Problem requirements →
Please retype everything in the faith and religion passage below, from "The outcome or" down to "of the spirit.", word for word.

Reading passage →
******************************

On the other hand, the particular form of Submission taught by countless prophets from Adam (peace be upon him) up to and including Muhammad (may GOD bless him and give him peace) constitutes the kind of guidance humanity, in the ordinary course of life, would find most useful in order to be prepared for crises such as imminent death or devastating loss. To knowingly desire some other religion without the same divine imprimatur, despite Submission being the best expression of faith in religious terms, does indeed make one among the losers in the Everafter. How much of a loss does this entail? Is it counter-balanced by the amount owing as wages of the faithful? Only GOD knows what lies within the hearts of His servants, what their motivations are for accepting or rejecting something, and what rewards or chastisement they deserve. We need not, and should not, judge. Our task is only to give good news to the believers. (Q2:223).

To do so, here is a diagram that illustrates the underlying connections among faith, religion, and admission to the Garden, i.e., blessedness. To clarify their relationships, I am using physical exercise, organized sports, and physical fitness as analogues.

A1) All of us who are living are engaged in physical exercise, even if by the mere motion of our heart and lungs, and to that extent we are ‘fit’, i.e., fit for life. This is not, of course, what we normally mean by physical exercise or fitness.

A2) Every living thing needs faith to function in an environment replete with both excess information and uncertainty. The simple act of processing sensory data requires a modicum of affirmation, of choosing ‘Yes’ and determining ‘No’. When the Qur’an mentions faith (iman), however, it is usually (but not always) understood to be faith in God.

The outcome or reward for faith in God is blessedness. Consider this to be like positive feedback from AL-LAH, motivating us to continue seeking and striving. It is not quite the same as happiness or pleasure,* for a believer will persevere in her faith even at the cost of pain, sorrow, disappointment, and death. But in doing so she becomes fit for life – the ‘other’ life, that of the spirit.

******************************

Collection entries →
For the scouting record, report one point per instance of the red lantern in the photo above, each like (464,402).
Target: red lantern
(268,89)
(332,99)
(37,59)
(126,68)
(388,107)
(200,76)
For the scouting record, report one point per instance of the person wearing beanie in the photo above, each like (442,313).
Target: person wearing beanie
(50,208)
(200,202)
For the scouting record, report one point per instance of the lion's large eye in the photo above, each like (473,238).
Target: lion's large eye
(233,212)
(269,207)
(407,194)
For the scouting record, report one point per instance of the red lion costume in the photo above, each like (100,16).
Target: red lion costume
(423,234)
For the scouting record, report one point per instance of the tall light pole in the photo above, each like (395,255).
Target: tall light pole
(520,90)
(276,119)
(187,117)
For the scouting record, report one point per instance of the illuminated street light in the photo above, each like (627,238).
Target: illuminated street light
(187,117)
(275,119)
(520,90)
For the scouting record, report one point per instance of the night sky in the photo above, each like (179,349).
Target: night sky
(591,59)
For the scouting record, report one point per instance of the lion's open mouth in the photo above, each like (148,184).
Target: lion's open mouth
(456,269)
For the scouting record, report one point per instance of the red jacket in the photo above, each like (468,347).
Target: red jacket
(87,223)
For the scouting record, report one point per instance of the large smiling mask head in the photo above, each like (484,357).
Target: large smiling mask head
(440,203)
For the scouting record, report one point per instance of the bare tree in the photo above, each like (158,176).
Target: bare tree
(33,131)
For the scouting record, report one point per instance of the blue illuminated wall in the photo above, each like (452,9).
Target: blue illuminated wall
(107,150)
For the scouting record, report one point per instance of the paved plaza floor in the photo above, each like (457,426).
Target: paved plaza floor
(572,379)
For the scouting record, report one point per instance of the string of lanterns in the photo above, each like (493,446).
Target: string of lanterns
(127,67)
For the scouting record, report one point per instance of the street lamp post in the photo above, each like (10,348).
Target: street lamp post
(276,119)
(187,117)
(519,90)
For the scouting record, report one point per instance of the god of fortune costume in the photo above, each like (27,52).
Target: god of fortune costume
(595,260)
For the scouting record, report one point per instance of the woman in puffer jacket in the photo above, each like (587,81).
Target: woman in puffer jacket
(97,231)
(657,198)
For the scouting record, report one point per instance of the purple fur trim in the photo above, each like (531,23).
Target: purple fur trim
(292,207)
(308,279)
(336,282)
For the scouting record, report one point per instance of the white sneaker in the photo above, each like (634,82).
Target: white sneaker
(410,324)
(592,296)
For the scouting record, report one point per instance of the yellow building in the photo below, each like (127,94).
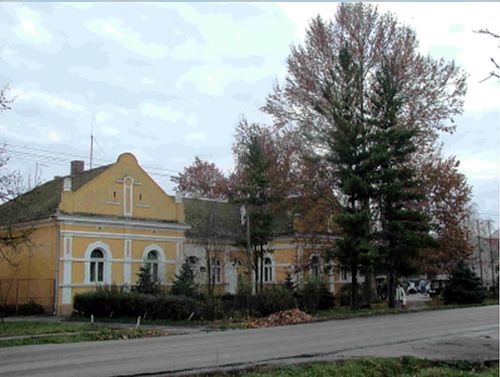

******************************

The reply →
The outcome or reward for faith in God is blessedness. Consider this to be like positive feedback from AL-LAH, motivating us to continue seeking and striving. It is not quite the same as happiness or pleasure,* for a believer will persevere in her faith even at the cost of pain, sorrow, disappointment, and death. But in doing so she becomes fit for life – the ‘other’ life, that of the spirit.